EXERCISE DETAILS:
Turn everything from the line containing "In each <instance>, the" down to the line containing "55L231 173L238 181L241" into a Markdown table with the columns Number and Line, leaving out any blank lines.

RECORDS FOR THIS EXERCISE:
◇ ◇ ◇ ◇ ◇
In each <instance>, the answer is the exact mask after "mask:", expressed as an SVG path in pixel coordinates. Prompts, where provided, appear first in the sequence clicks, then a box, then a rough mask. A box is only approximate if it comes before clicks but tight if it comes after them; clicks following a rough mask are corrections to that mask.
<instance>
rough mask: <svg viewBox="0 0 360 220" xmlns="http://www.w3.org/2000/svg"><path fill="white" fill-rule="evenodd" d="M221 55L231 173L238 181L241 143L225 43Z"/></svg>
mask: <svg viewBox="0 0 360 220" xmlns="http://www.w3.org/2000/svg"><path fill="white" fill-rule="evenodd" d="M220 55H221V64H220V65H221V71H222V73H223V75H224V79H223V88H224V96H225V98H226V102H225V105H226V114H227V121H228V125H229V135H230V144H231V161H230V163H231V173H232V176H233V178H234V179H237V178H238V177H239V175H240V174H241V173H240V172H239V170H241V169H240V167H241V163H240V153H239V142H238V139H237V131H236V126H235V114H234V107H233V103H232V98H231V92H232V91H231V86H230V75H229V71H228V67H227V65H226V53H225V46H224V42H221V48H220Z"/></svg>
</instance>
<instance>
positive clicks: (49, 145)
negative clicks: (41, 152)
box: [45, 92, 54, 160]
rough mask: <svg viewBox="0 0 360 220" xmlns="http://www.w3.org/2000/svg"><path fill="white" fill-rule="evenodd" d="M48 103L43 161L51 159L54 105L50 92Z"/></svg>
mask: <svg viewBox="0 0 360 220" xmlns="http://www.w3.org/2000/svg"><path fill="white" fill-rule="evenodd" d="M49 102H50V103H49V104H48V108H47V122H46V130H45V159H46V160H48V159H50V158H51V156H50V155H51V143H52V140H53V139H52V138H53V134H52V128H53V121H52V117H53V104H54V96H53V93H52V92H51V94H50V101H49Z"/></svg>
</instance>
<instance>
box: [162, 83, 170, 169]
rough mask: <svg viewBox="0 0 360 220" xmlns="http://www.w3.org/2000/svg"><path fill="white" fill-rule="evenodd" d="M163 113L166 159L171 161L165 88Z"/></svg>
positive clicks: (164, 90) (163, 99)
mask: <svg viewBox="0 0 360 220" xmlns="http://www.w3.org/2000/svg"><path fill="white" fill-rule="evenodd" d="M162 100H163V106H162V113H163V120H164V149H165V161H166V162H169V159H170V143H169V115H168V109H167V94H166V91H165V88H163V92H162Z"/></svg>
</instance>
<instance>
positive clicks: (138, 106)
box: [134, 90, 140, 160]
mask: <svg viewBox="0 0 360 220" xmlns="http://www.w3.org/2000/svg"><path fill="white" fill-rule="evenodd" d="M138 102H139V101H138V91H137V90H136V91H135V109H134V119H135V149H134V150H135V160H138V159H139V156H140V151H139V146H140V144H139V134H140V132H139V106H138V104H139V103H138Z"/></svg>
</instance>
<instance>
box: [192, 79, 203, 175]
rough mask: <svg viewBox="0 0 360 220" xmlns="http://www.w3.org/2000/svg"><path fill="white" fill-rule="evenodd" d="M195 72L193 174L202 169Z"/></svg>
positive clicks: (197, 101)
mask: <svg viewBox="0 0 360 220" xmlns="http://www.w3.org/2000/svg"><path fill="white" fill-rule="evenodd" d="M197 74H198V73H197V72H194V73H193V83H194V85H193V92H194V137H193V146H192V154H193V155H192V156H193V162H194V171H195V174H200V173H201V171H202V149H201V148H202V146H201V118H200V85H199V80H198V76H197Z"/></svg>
◇ ◇ ◇ ◇ ◇
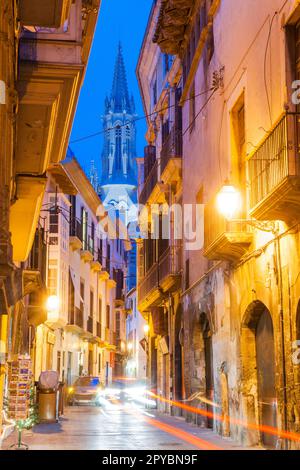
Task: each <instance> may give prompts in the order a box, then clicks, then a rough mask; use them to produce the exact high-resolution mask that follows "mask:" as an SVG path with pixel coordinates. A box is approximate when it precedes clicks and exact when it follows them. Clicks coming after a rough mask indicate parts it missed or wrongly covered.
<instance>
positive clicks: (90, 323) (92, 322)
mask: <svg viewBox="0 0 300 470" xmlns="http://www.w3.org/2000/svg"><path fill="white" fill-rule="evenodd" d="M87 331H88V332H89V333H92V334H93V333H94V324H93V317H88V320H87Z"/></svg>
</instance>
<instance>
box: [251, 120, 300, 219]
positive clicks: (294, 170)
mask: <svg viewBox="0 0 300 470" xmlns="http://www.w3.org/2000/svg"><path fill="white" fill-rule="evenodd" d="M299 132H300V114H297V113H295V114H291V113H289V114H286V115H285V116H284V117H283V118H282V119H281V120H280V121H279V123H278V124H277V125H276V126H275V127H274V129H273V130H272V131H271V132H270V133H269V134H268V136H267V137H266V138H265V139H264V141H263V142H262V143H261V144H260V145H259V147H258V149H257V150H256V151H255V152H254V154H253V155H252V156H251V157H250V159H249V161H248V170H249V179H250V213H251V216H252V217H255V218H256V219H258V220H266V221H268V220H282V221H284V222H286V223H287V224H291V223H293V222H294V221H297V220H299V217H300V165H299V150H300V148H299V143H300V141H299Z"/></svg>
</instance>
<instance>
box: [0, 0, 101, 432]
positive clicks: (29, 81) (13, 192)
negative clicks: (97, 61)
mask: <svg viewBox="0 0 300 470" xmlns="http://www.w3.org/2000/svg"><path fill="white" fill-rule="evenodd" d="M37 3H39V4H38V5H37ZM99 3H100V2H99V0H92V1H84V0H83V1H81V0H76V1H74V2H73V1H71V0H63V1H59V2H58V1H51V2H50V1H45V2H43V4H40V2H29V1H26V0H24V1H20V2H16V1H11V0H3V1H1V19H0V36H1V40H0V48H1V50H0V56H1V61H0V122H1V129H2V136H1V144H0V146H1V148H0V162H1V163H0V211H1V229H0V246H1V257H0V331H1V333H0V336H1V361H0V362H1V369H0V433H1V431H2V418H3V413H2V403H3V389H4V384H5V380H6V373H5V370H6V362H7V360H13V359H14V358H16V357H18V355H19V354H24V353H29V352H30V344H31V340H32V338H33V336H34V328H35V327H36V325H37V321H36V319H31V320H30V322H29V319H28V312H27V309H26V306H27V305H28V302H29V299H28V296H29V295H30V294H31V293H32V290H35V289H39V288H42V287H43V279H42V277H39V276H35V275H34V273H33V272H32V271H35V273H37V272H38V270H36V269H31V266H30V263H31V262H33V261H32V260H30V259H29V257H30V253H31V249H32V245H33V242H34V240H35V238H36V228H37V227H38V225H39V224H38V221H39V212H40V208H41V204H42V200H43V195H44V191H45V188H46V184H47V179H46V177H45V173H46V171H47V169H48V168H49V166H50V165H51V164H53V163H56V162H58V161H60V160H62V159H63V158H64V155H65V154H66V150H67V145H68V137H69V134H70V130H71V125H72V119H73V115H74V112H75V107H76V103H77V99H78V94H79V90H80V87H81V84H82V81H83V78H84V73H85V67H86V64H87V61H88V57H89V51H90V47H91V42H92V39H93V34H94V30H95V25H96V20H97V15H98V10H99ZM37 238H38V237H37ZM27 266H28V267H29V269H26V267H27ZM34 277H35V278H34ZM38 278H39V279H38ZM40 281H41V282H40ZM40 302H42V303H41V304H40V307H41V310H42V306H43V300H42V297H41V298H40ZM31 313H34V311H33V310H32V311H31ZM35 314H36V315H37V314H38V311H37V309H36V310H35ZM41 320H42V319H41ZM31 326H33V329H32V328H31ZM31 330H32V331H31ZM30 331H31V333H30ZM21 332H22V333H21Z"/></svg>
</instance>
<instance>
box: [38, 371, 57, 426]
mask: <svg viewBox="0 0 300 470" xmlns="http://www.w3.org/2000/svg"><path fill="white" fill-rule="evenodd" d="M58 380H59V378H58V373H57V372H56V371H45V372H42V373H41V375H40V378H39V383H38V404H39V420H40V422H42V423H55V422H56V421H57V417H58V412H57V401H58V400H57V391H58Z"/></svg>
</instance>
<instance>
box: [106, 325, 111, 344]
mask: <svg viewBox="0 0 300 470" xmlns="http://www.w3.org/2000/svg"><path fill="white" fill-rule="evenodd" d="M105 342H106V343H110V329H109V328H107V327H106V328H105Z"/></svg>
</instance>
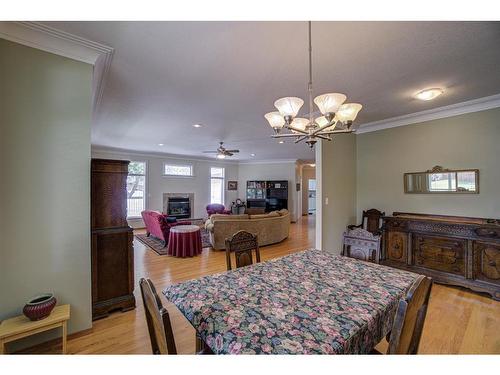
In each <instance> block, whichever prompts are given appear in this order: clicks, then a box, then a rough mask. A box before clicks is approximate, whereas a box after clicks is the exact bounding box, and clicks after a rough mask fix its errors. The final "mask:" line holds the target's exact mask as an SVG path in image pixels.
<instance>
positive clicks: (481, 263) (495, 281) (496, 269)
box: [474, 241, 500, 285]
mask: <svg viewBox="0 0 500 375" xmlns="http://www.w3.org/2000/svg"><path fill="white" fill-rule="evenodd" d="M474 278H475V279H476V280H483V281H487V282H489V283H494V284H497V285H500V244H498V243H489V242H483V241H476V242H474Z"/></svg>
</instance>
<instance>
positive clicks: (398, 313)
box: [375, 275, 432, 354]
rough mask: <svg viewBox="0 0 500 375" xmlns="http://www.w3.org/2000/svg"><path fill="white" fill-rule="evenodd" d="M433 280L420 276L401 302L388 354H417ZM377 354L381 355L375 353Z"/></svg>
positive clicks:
◇ ◇ ◇ ◇ ◇
ANSWER SPACE:
| Number | Line |
|---|---|
| 1 | In each <instance>, the answer is the exact mask after "mask:", expressed as an SVG path in pixel coordinates. Prompts, where provided, appear first in the sequence clicks, then a box, then a rough mask. A box is only approximate if it comes before clicks but tight if it comes after them; clicks following a rough mask are corrections to that mask. |
| 2 | <instance> |
| 3 | rough mask: <svg viewBox="0 0 360 220" xmlns="http://www.w3.org/2000/svg"><path fill="white" fill-rule="evenodd" d="M221 55L231 173L238 181L241 143L225 43Z"/></svg> |